• Фрагмент документа:
В определенном досадном смысле это можно считать самым долговечным достижением контркультуры: она показала людям, как легко власть коррумпирует национальных лидеров. Но с помощью дьявольски умной обработки полученного урока консервативные элементы повернули гнев общественности на Вашингтон, оставив расширяющийся корпоративный истеблишмент невидимым для критики. В шестидесятые, когда протестующие нападали на «властные структуры», вряд ли они имели в виду социальную страховку или службу Национального парка. Скорее они выступали против ведения войны, слежки и полицейских полномочий федерального правительства. В этих областях жизни злоупотребление властью совершалось при полном сотрудничестве корпоративной элиты. Сегодня мы имеем одноглазый популизм, который не видит того, кто принес его в жертву.
Впервые меня спросили, что сталось с контркультурой, в 1970 году, через шесть месяцев после выхода этой книги. Вопрос задал репортер из «Ньюсуик», которому не терпелось перейти к следующей животрепещущей теме. Когда книга вышла, некоторые представители средств массовой информации поспешили интерпретировать название как неприятие движения протеста. Ведь «контркультура» – это что-то негативное, варварское, откат назад? Так они заявляли, ожидая, что я обрушусь с критикой на буйную непокорную молодежь.

• Инструкции к заданиям:
**A.** Продублируйте без изменений часть фрагмента о контркультуре: начните с места, где стоят слова «В определенном досадном», и остановитесь после слов «его в жертву.».
**B.** Подхватите фрагмент о контркультуре и допишите его продолжение, начиная сразу после последнего предложения.
Строки с фрагментом о контркультуре никак не связаны.

• Набор данных:

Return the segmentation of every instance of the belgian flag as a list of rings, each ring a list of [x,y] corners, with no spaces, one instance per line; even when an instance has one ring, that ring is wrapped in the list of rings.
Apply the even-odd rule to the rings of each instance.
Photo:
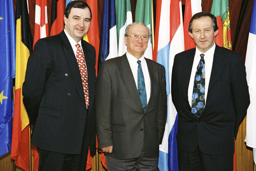
[[[32,51],[33,38],[26,0],[17,0],[16,7],[16,70],[11,158],[15,164],[29,170],[29,121],[22,102],[22,87],[27,62]]]
[[[219,27],[215,42],[220,46],[232,50],[228,0],[213,0],[211,13],[217,18]]]
[[[59,33],[64,29],[65,10],[63,0],[52,0],[50,36]]]

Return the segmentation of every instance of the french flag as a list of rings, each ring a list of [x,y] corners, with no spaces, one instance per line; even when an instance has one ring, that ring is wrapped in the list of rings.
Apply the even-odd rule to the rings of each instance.
[[[256,1],[254,1],[245,59],[246,78],[249,88],[250,106],[247,110],[246,145],[253,148],[254,163],[256,163]]]
[[[115,0],[103,2],[98,68],[105,60],[118,56]]]
[[[165,130],[159,146],[158,168],[160,171],[177,171],[178,115],[172,100],[170,81],[174,56],[184,50],[181,1],[160,0],[157,3],[153,59],[165,68],[168,103]]]

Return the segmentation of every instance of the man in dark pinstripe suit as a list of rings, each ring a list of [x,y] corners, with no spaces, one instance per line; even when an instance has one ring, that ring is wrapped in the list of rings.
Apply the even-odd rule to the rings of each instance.
[[[157,169],[167,96],[164,67],[144,57],[151,35],[143,23],[129,25],[125,37],[127,52],[100,65],[96,81],[96,130],[98,147],[105,152],[109,171]],[[139,88],[140,70],[145,101]]]
[[[88,146],[91,154],[95,148],[95,51],[82,39],[91,12],[87,3],[74,1],[64,14],[64,29],[35,44],[22,87],[39,170],[84,171]]]

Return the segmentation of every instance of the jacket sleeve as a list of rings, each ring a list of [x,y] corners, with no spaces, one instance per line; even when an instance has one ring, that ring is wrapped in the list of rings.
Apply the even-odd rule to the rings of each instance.
[[[98,148],[113,145],[111,126],[111,82],[108,68],[101,63],[96,79],[96,131]]]
[[[34,125],[38,114],[45,83],[53,63],[50,47],[46,41],[37,41],[28,58],[22,88],[23,103],[30,123]]]
[[[246,80],[246,73],[243,59],[239,56],[233,68],[231,90],[236,114],[234,135],[236,136],[239,124],[250,104],[250,96]]]
[[[159,129],[159,144],[162,144],[167,117],[167,95],[166,94],[166,82],[165,80],[165,72],[164,68],[162,77],[160,98],[157,114],[157,124]]]

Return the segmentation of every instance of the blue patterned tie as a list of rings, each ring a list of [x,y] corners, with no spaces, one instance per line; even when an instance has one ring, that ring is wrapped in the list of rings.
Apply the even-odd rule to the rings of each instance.
[[[203,113],[205,106],[204,92],[205,91],[205,64],[203,59],[204,54],[200,54],[199,62],[195,75],[194,87],[192,95],[191,111],[193,115],[199,118]]]
[[[140,99],[141,99],[141,104],[143,107],[144,111],[147,107],[147,94],[146,93],[146,87],[145,86],[145,80],[144,79],[143,72],[141,68],[141,61],[138,60],[137,63],[138,65],[138,93]]]

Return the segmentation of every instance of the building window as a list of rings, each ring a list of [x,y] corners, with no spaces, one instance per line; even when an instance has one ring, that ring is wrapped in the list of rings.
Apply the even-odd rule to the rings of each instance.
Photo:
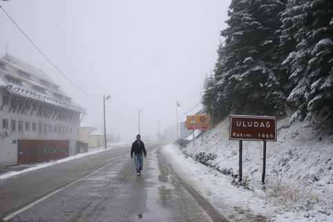
[[[42,123],[38,123],[38,133],[42,133]]]
[[[6,119],[2,119],[2,128],[4,129],[8,128],[8,120]]]
[[[42,83],[42,85],[44,86],[46,86],[46,87],[50,87],[50,83],[46,80],[44,80],[44,79],[40,79],[40,83]]]
[[[30,122],[26,122],[26,131],[30,131]]]
[[[37,87],[36,85],[34,85],[33,86],[33,89],[36,92],[40,92],[40,93],[42,93],[43,94],[45,94],[45,89],[43,89],[42,87]]]
[[[23,132],[23,121],[19,121],[19,132]]]
[[[0,68],[3,70],[6,70],[6,63],[3,63],[1,61],[0,61]]]
[[[37,131],[37,123],[33,123],[33,132]]]
[[[24,78],[28,78],[28,79],[31,79],[31,75],[29,74],[27,74],[23,71],[21,71],[21,70],[19,70],[17,71],[19,73],[19,76],[22,76],[22,77],[24,77]]]
[[[2,96],[2,103],[3,105],[9,105],[8,96]]]
[[[60,94],[58,94],[58,93],[54,93],[53,94],[53,96],[54,98],[57,99],[60,99],[60,100],[62,100],[62,96],[60,95]]]
[[[19,79],[12,78],[11,76],[6,76],[5,79],[6,79],[6,81],[8,81],[10,83],[13,83],[13,84],[21,85],[21,86],[22,85],[22,81]]]
[[[47,124],[43,126],[43,133],[47,133]]]
[[[16,130],[16,121],[15,120],[10,120],[10,130]]]

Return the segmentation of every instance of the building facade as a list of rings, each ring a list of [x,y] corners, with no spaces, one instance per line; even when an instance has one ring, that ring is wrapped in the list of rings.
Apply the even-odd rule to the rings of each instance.
[[[84,113],[44,71],[8,54],[0,58],[0,165],[75,154]]]
[[[78,139],[87,143],[89,148],[105,146],[104,134],[97,130],[97,127],[83,124],[80,126]]]

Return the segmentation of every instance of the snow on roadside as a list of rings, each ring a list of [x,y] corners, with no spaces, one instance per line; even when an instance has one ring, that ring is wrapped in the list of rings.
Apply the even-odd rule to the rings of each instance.
[[[126,146],[126,145],[129,146],[128,143],[108,144],[108,150],[119,148],[119,147]],[[0,180],[5,180],[5,179],[8,179],[9,178],[19,175],[21,173],[26,173],[26,172],[29,172],[29,171],[35,171],[35,170],[39,169],[45,168],[45,167],[50,166],[53,166],[53,165],[58,164],[60,164],[60,163],[62,163],[62,162],[65,162],[71,161],[71,160],[73,160],[82,158],[83,157],[86,157],[86,156],[90,155],[94,155],[94,154],[96,154],[96,153],[99,153],[104,152],[104,151],[107,151],[107,150],[105,149],[104,147],[92,148],[89,148],[89,150],[90,150],[90,151],[88,151],[87,153],[78,153],[76,155],[68,157],[67,158],[57,160],[54,160],[54,161],[51,161],[51,162],[49,162],[36,164],[34,164],[33,166],[23,169],[22,171],[9,171],[8,173],[0,175]],[[26,166],[26,165],[24,165],[24,166]],[[28,166],[28,165],[26,165],[26,166]]]
[[[186,157],[177,146],[162,149],[173,170],[220,212],[232,221],[270,217],[273,207],[251,191],[232,185],[232,179]]]
[[[278,128],[278,142],[267,143],[266,185],[260,181],[262,142],[243,142],[244,181],[239,185],[232,178],[238,173],[239,143],[228,139],[228,119],[205,133],[203,144],[197,139],[194,146],[180,149],[168,145],[162,152],[226,216],[243,212],[279,222],[333,221],[332,133],[318,133],[308,123],[291,125],[287,119],[279,120]],[[186,158],[203,153],[213,154],[205,162],[212,167]]]

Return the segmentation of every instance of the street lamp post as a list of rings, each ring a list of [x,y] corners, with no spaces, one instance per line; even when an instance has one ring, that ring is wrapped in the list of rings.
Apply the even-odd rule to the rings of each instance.
[[[160,140],[160,121],[157,121],[157,140]]]
[[[105,149],[108,148],[107,143],[106,143],[106,126],[105,126],[105,101],[110,99],[110,96],[106,96],[105,95],[103,95],[103,108],[104,112],[104,142],[105,143]]]
[[[138,110],[137,113],[139,114],[139,134],[140,134],[140,112],[142,112],[142,110]]]

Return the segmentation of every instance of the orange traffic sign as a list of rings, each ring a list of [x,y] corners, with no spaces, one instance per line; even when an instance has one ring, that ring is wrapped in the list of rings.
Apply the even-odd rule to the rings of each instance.
[[[188,130],[205,130],[210,122],[207,114],[193,115],[186,117],[186,126]]]

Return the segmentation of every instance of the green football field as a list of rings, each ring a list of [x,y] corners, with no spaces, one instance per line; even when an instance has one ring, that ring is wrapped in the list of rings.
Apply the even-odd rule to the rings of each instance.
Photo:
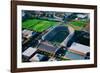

• Ответы к заданиям:
**A.**
В определенном досадном смысле это можно считать самым долговечным достижением контркультуры: она показала людям, как легко власть коррумпирует национальных лидеров. Но с помощью дьявольски умной обработки полученного урока консервативные элементы повернули гнев общественности на Вашингтон, оставив расширяющийся корпоративный истеблишмент невидимым для критики. В шестидесятые, когда протестующие нападали на «властные структуры», вряд ли они имели в виду социальную страховку или службу Национального парка. Скорее они выступали против ведения войны, слежки и полицейских полномочий федерального правительства. В этих областях жизни злоупотребление властью совершалось при полном сотрудничестве корпоративной элиты. Сегодня мы имеем одноглазый популизм, который не видит того, кто принес его в жертву.

**B.**
В ретивом стремлении похоронить движение протеста мне всегда чудится признак того, что контркультура задела кого-то за живое. Даже упрощенная до лохматых причесок и массового пристрастия к ЛСД после «Электропрохладительного кислотного теста»[18], она несет в себе угрозу. Позже, в середине восьмидесятых, обычным тоном разговора о контркультуре стал благодушно-пренебрежительный, будто и не было ничего, кроме забав молодежи. Но движение протеста не могло быть легковесным, иначе как объяснить такую реакцию консервативного истеблишмента? До сих пор термин «диссидентская» используется ведущими голосами консерваторов как уничижающий и умаляющий. Видимо, образ отвергавшей устои молодежи, разрушавшей все якобы ценности индустриализации, угрожал статус-кво сильнее, чем понимали сами диссиденты.